↓↓↓

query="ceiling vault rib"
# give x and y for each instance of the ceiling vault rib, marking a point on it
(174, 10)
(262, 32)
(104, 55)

↑↑↑

_Stated goal_
Reproduce the listing above in full, keeping every line and character unchanged.

_The response_
query="ceiling vault rib"
# give x and y for each instance of the ceiling vault rib, marking a point on it
(174, 10)
(262, 32)
(104, 55)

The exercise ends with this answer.